● **Excerpted data**:
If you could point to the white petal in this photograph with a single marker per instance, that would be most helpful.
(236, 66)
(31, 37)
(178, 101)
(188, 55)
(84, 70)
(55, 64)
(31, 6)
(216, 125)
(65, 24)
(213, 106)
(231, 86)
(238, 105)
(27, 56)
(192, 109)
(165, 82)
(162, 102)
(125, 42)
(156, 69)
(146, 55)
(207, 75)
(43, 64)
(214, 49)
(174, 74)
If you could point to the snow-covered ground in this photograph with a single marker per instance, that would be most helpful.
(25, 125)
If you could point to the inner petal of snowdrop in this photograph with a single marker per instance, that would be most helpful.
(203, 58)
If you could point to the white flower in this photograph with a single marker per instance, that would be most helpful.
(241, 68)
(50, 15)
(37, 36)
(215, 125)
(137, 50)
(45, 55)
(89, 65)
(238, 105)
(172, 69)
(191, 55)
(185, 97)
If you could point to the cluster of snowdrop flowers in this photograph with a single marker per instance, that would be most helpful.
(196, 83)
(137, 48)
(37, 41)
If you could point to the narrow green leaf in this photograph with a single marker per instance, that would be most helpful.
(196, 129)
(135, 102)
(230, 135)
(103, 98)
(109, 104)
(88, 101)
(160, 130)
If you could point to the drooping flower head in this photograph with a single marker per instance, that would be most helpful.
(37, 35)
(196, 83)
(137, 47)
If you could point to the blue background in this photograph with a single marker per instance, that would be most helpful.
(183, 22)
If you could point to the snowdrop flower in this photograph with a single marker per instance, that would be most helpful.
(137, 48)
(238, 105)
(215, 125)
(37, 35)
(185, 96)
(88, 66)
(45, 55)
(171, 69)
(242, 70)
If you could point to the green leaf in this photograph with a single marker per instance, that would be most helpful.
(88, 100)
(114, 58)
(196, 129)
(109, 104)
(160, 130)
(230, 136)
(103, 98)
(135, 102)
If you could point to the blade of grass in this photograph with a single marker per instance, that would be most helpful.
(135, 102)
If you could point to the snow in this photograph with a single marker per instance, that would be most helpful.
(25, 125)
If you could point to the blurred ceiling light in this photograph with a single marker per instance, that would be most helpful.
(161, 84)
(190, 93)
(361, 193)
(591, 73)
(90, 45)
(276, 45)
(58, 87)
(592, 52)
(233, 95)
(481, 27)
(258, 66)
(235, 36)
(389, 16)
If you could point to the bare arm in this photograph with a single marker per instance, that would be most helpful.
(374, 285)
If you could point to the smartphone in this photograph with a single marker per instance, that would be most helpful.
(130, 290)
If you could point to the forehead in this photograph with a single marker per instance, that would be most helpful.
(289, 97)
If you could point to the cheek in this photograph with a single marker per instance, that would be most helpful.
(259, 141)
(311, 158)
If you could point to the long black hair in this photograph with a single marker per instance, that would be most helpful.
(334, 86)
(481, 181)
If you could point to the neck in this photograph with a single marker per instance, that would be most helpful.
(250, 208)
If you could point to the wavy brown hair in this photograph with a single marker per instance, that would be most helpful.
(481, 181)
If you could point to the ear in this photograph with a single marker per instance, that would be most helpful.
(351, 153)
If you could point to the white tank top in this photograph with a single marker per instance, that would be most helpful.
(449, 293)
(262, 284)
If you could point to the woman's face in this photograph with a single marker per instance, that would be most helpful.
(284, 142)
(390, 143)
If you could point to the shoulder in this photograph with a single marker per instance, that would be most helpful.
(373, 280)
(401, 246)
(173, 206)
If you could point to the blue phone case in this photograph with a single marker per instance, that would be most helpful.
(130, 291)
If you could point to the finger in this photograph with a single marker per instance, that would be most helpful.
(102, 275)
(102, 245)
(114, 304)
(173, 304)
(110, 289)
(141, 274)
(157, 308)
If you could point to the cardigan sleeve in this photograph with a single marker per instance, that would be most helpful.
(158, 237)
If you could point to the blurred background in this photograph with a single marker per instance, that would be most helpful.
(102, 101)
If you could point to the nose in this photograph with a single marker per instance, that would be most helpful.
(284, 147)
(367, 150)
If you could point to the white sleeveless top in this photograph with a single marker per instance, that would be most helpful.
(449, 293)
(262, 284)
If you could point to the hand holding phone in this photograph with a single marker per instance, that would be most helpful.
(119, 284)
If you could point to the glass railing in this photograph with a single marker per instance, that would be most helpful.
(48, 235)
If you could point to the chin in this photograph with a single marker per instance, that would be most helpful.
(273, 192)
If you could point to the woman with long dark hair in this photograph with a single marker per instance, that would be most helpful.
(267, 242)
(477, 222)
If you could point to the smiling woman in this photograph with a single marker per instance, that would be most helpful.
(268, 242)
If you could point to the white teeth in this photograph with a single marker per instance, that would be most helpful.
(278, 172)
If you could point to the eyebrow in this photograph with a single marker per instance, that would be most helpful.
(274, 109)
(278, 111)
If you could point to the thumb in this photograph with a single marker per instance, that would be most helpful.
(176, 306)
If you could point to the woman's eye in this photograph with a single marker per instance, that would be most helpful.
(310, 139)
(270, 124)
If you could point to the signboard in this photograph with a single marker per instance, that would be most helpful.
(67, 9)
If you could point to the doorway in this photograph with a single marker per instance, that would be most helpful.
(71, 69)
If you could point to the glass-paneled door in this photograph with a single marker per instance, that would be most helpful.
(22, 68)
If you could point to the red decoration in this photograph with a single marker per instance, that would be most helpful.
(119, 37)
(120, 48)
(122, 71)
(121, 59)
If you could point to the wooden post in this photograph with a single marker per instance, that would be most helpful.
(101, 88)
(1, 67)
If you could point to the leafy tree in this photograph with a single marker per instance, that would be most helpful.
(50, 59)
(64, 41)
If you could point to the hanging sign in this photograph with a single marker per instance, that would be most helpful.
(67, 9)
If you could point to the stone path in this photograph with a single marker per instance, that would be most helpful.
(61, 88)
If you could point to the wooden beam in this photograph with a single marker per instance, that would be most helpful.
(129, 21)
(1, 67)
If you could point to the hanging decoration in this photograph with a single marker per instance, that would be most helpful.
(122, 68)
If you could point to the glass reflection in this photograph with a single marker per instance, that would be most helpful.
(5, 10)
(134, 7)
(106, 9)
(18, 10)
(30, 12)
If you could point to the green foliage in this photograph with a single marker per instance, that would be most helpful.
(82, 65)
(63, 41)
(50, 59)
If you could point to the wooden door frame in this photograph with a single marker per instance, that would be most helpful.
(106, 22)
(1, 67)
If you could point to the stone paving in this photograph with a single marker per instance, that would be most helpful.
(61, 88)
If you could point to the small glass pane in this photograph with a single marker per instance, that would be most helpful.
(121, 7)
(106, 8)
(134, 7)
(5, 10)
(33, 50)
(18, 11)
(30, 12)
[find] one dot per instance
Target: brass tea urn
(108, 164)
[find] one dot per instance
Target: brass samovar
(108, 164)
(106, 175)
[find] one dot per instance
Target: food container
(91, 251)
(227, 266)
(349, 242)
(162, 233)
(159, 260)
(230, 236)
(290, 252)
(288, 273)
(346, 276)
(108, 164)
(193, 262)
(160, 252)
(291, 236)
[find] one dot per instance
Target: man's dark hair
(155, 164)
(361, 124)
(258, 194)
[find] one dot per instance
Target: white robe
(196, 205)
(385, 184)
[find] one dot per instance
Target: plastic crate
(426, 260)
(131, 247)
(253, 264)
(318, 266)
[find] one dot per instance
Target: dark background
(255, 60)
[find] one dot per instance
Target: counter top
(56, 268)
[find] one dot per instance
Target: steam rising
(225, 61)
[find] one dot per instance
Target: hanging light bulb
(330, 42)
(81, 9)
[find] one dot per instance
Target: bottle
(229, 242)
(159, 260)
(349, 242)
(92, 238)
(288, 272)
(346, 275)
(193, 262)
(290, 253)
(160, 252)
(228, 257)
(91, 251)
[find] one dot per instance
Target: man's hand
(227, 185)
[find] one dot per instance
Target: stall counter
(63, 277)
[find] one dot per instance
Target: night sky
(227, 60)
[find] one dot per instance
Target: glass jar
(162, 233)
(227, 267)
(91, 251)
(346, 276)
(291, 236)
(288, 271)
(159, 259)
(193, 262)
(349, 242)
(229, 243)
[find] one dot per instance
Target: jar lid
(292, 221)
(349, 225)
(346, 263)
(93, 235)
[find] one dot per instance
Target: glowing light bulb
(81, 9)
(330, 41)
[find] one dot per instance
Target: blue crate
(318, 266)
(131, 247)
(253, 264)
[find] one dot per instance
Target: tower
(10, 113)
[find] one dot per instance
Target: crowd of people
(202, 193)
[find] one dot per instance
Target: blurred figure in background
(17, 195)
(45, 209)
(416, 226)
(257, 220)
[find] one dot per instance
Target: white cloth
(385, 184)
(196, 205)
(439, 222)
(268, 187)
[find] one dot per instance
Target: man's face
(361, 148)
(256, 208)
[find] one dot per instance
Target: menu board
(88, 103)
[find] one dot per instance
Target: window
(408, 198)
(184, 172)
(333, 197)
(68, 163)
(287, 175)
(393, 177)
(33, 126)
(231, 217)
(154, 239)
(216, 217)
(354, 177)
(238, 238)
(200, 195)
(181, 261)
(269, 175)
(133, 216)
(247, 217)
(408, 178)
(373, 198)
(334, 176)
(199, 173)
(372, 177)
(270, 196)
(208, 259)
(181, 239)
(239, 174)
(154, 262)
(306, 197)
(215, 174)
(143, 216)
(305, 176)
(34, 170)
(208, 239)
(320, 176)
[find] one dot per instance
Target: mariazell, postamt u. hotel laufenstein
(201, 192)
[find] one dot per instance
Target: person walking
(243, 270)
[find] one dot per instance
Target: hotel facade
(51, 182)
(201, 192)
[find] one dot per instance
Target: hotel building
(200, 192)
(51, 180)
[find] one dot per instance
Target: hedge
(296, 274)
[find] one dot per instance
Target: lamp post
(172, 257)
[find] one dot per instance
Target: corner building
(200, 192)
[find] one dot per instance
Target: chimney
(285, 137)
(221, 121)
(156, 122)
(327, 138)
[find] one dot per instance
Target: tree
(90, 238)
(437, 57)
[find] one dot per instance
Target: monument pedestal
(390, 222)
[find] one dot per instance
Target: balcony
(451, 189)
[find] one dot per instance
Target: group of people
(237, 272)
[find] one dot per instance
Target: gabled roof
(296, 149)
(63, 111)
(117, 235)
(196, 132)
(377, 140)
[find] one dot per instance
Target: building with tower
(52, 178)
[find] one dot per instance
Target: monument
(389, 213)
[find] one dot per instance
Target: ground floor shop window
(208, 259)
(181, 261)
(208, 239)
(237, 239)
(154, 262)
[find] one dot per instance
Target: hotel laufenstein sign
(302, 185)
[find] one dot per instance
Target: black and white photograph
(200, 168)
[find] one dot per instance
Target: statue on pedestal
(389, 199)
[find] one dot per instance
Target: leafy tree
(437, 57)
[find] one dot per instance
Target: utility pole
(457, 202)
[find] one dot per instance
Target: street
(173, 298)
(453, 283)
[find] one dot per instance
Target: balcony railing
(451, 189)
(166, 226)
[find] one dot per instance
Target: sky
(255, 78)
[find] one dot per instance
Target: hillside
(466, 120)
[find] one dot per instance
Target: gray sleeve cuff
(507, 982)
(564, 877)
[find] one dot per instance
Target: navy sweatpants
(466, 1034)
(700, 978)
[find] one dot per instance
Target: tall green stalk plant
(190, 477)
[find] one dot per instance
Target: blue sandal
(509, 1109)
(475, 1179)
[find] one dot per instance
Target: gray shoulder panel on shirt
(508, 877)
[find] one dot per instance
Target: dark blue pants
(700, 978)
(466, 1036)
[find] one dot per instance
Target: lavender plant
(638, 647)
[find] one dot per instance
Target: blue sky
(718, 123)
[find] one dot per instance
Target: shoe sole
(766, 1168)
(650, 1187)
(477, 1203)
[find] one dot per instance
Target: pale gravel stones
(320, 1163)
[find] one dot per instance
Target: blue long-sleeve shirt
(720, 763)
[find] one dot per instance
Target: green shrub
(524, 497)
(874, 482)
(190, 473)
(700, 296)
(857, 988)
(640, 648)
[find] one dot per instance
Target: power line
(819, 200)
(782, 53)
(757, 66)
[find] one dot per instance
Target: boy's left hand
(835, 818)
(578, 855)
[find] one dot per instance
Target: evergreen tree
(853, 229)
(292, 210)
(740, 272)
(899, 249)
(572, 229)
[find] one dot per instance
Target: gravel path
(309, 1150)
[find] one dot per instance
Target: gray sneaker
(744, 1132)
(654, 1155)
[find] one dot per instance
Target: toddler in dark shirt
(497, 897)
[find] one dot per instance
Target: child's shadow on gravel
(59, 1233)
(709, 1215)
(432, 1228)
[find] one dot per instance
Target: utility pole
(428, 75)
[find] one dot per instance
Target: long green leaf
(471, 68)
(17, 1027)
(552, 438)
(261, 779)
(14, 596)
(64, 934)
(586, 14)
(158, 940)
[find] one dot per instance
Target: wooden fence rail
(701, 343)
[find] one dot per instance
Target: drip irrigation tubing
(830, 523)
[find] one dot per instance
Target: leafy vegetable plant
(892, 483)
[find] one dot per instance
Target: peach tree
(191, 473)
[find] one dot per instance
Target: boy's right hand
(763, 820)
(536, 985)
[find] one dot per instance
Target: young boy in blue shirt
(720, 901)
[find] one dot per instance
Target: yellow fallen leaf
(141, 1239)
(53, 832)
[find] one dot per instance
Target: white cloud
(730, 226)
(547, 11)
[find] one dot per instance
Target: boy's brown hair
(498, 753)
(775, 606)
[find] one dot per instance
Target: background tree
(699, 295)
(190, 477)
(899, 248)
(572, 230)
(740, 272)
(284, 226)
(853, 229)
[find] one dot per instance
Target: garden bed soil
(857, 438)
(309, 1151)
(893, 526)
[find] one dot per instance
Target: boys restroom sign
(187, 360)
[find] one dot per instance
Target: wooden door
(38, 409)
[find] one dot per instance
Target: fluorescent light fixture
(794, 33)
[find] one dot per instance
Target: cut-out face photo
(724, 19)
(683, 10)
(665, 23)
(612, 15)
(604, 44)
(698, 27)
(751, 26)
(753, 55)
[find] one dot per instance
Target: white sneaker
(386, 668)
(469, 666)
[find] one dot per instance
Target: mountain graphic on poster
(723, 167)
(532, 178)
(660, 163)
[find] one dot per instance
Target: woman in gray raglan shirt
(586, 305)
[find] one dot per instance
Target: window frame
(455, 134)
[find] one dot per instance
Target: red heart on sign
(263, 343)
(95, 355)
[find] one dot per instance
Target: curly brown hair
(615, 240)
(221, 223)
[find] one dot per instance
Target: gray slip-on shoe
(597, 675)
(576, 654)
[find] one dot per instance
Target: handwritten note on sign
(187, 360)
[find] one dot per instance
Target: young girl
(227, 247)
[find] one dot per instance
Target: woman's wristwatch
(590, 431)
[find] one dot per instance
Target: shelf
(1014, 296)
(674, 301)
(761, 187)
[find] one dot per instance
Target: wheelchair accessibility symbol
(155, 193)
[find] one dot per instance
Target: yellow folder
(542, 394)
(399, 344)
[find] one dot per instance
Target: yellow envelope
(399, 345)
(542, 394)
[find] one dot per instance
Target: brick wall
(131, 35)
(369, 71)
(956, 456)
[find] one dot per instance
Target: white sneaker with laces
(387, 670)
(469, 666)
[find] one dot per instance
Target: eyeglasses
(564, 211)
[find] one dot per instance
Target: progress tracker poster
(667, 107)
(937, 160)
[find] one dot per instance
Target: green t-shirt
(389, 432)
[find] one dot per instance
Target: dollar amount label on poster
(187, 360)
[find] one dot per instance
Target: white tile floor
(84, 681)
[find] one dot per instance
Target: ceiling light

● **Given task**: Please gather every line of the material above that contains the word "building".

● **Problem solution**:
Target: hotel building
Target: corner building
Target: building with tower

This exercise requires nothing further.